(Records from a dataset)
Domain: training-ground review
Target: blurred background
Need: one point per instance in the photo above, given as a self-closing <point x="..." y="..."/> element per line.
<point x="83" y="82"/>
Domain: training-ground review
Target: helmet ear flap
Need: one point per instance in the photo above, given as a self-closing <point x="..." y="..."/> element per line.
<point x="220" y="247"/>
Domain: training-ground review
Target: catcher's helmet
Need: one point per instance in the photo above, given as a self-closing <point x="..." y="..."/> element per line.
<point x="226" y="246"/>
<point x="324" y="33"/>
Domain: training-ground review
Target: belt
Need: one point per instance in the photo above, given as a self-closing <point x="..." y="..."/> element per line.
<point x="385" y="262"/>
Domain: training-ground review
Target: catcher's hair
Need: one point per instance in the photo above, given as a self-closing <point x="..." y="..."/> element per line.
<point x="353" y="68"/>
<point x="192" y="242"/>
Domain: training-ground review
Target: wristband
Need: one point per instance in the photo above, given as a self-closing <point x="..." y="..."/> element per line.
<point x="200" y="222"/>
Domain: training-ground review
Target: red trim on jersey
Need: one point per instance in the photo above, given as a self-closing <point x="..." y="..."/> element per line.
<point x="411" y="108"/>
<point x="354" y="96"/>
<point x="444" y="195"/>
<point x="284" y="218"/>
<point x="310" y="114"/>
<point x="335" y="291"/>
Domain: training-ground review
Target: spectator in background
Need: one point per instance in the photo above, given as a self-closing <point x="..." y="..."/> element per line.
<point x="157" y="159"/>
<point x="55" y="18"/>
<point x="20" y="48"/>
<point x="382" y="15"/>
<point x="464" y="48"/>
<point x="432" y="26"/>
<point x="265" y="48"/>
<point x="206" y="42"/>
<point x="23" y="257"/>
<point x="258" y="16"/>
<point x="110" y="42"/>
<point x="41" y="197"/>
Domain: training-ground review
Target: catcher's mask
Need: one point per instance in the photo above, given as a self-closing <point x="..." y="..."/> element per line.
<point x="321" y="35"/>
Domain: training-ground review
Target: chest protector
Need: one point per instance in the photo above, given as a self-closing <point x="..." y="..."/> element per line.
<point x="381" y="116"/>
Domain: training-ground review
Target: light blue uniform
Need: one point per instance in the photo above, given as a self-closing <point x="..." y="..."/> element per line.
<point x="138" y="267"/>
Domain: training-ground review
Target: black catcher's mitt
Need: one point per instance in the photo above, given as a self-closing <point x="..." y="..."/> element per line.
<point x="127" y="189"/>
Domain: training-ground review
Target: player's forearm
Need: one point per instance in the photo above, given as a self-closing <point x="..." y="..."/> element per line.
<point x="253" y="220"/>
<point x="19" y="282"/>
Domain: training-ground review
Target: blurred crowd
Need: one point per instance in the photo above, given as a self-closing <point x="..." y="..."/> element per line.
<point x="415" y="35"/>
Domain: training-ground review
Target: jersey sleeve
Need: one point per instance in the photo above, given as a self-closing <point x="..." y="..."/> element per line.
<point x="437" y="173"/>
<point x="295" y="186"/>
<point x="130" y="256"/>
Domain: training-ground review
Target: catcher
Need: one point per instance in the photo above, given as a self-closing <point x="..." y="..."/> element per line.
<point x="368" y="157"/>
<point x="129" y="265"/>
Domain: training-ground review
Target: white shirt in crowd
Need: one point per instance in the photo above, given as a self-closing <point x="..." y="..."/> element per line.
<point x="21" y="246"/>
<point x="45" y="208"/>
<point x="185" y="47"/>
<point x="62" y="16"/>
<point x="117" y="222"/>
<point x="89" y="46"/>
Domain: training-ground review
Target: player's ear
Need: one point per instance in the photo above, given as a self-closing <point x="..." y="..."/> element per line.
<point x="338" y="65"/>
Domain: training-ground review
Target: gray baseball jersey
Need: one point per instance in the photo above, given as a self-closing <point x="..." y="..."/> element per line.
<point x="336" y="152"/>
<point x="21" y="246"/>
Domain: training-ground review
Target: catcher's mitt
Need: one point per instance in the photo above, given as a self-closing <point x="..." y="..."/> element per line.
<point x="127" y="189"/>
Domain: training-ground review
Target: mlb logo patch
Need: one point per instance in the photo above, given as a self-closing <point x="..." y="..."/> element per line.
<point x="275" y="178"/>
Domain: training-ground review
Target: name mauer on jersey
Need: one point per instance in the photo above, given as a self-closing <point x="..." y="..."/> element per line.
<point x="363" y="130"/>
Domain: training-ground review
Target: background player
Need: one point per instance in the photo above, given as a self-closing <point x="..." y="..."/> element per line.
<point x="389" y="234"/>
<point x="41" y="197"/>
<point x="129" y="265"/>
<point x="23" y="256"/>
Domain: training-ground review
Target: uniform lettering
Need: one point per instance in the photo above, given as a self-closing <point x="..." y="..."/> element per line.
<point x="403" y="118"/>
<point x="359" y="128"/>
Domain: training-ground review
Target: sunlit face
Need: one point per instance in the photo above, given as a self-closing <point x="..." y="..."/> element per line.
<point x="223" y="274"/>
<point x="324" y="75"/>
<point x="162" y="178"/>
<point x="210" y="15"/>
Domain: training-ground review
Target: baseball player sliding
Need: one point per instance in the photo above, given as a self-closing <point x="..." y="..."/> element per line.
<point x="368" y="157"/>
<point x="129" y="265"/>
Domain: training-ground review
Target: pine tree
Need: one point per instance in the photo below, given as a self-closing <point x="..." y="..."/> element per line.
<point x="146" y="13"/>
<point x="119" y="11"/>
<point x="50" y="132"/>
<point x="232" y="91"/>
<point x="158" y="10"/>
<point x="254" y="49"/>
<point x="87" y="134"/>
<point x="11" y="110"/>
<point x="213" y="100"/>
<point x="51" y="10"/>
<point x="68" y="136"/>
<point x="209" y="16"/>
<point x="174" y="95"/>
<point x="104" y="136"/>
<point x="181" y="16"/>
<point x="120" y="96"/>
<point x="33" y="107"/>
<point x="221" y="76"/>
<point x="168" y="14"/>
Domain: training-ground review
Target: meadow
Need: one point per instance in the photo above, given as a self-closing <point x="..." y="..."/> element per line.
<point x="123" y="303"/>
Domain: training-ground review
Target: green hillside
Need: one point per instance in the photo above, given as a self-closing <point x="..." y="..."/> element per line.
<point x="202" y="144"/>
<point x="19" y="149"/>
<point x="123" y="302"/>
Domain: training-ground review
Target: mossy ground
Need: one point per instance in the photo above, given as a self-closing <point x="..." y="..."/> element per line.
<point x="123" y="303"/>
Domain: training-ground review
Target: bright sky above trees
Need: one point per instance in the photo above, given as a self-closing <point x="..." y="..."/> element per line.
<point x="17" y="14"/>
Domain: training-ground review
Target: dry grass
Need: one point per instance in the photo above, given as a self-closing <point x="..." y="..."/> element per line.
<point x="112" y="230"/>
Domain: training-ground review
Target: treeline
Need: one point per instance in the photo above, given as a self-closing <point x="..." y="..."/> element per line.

DIRECTIONS FOR THIS TASK: Output the lines above verbatim and in full.

WORKED ANSWER:
Domain: training-ground review
Target: blurred background
Need: one point per instance in the photo above, given as a self-closing <point x="..." y="..."/> element per line.
<point x="83" y="82"/>
Domain: training-ground review
Target: helmet ear flap
Need: one point per instance in the photo above, given as a self-closing <point x="..." y="..."/> element per line.
<point x="220" y="247"/>
Domain: training-ground review
Target: catcher's helmet
Need: one point per instance in the photo above, given as a self-closing <point x="..." y="..."/> element per line.
<point x="226" y="246"/>
<point x="324" y="33"/>
Domain: training-ground review
Target: belt
Need: one point per instance in the photo above, given as a self-closing <point x="..." y="..."/> element per line.
<point x="385" y="262"/>
Domain: training-ground review
Target: catcher's hair
Need: one point per instance in the photo above, given as a self-closing <point x="..." y="..."/> element per line.
<point x="353" y="68"/>
<point x="192" y="242"/>
Domain: training-ground review
Target: wristband
Need: one point per instance in the photo above, given as a self-closing <point x="..." y="..."/> element per line.
<point x="200" y="222"/>
Domain: training-ground review
Target: red trim on jersey
Need: one point per instance in the photo above, given as a self-closing <point x="..." y="..."/> element per line.
<point x="411" y="108"/>
<point x="354" y="96"/>
<point x="444" y="195"/>
<point x="284" y="218"/>
<point x="310" y="114"/>
<point x="335" y="291"/>
Domain: training-ground review
Target: spectator in background
Need: one point per instance in the photo above, given as a self-closing <point x="..." y="..."/> element per line.
<point x="157" y="159"/>
<point x="55" y="18"/>
<point x="20" y="48"/>
<point x="382" y="15"/>
<point x="464" y="48"/>
<point x="432" y="26"/>
<point x="265" y="48"/>
<point x="206" y="42"/>
<point x="23" y="257"/>
<point x="258" y="16"/>
<point x="110" y="42"/>
<point x="41" y="197"/>
Domain: training-ground review
Target: catcher's mask
Need: one point per instance in the photo above, given as a self-closing <point x="..." y="..."/> element per line.
<point x="321" y="35"/>
Domain: training-ground review
Target: chest protector
Need: one point per instance in the photo above, given as a self-closing <point x="..." y="..."/> element per line.
<point x="381" y="116"/>
Domain: training-ground review
Target: light blue uniform
Need: one point per instance in the photo above, given as a self-closing <point x="..." y="..."/> element per line.
<point x="138" y="267"/>
Domain: training-ground review
Target: black catcher's mitt
Need: one point per instance in the photo above, given as a self-closing <point x="..." y="..."/> element per line.
<point x="127" y="189"/>
Domain: training-ground review
Target: player's forearm
Need: one point per instance in the photo above, given as a self-closing <point x="..." y="..."/> element per line.
<point x="253" y="220"/>
<point x="19" y="282"/>
Domain: training-ground review
Target: blurred crowd
Need: one point per instance in the photo above, given as a self-closing <point x="..." y="..."/> element per line.
<point x="415" y="35"/>
Domain: training-ground review
Target: jersey sleeve
Need: one point per instance in the photo above, given as a self-closing <point x="..." y="..."/> element per line.
<point x="437" y="173"/>
<point x="295" y="186"/>
<point x="130" y="256"/>
Domain: training-ground review
Target: catcher
Need: one point per instance in the photo above, given as a self-closing <point x="..." y="..."/> element per line.
<point x="368" y="157"/>
<point x="129" y="265"/>
Domain: training-ground review
Target: white shirt in crowd
Need: one point per instance in the photo above, given as a self-closing <point x="..." y="..."/> element per line.
<point x="21" y="246"/>
<point x="45" y="208"/>
<point x="185" y="47"/>
<point x="62" y="16"/>
<point x="117" y="222"/>
<point x="89" y="46"/>
Domain: training-ground review
Target: player's ear
Need: one point per instance in the photo above, given as a self-closing <point x="..." y="..."/> element per line.
<point x="338" y="65"/>
Domain: training-ground review
Target: gray baseball jersey
Need: one point per instance in the photo above, given as a self-closing <point x="..." y="..."/> element per line.
<point x="336" y="152"/>
<point x="21" y="246"/>
Domain: training-ground review
Target: catcher's mitt
Need: one point per instance in the photo above, given as a self-closing <point x="..." y="..."/> element per line.
<point x="127" y="189"/>
Domain: training-ground review
Target: mlb logo patch
Need: one point per instance in the photo above, given as a self-closing <point x="..." y="..."/> element per line.
<point x="275" y="178"/>
Domain: training-ground review
Target: name mauer on jersey
Need: one point per instance in the photo above, given as a self-closing <point x="..." y="..."/> element per line.
<point x="363" y="130"/>
Domain: training-ground review
Target: background player
Need: one point per instance in the photo above, given as a self-closing <point x="..." y="..."/> element per line.
<point x="389" y="234"/>
<point x="41" y="197"/>
<point x="129" y="265"/>
<point x="23" y="256"/>
Domain: training-ground review
Target: uniform lettering
Need: one point per instance in the photo above, given as a self-closing <point x="..." y="..."/> element per line.
<point x="403" y="118"/>
<point x="359" y="128"/>
Domain: training-ground review
Target: sunlit face
Need: one point per instance in the photo above, given as a self-closing <point x="..." y="..."/> element per line.
<point x="223" y="274"/>
<point x="324" y="75"/>
<point x="162" y="178"/>
<point x="210" y="15"/>
Domain: training-ground review
Target: baseball player sliding
Need: one point per instance in the photo above, given as a self-closing <point x="..." y="..."/> element per line.
<point x="368" y="157"/>
<point x="129" y="265"/>
Domain: training-ground review
Target: pine tree
Need: one point per instance in the photo below, given as a self-closing <point x="..." y="..."/> element per line.
<point x="146" y="13"/>
<point x="119" y="11"/>
<point x="50" y="132"/>
<point x="232" y="91"/>
<point x="158" y="10"/>
<point x="254" y="49"/>
<point x="87" y="134"/>
<point x="11" y="110"/>
<point x="213" y="100"/>
<point x="51" y="10"/>
<point x="68" y="136"/>
<point x="209" y="16"/>
<point x="174" y="95"/>
<point x="104" y="136"/>
<point x="181" y="16"/>
<point x="120" y="96"/>
<point x="33" y="107"/>
<point x="221" y="76"/>
<point x="168" y="14"/>
Domain: training-ground review
Target: meadow
Need: one point per instance in the photo above, given as a self-closing <point x="..." y="..."/> element per line.
<point x="123" y="303"/>
Domain: training-ground review
Target: green hillside
Need: one point per instance in the photo above, given as a self-closing <point x="..." y="..."/> element per line.
<point x="202" y="144"/>
<point x="19" y="149"/>
<point x="123" y="302"/>
Domain: training-ground review
Target: mossy ground
Need: one point per instance in the photo above, given as a self-closing <point x="..." y="..."/> element per line.
<point x="123" y="303"/>
Domain: training-ground review
Target: bright sky above trees
Need: one point per instance in the photo above, given as a self-closing <point x="..." y="..."/> element per line.
<point x="17" y="14"/>
Domain: training-ground review
Target: dry grass
Need: one point per instance in the photo above, given as a self-closing <point x="..." y="..."/> element per line.
<point x="112" y="230"/>
Domain: training-ground review
Target: treeline
Need: one point per instance in the photo above, given as a self-closing <point x="..." y="..."/> element per line.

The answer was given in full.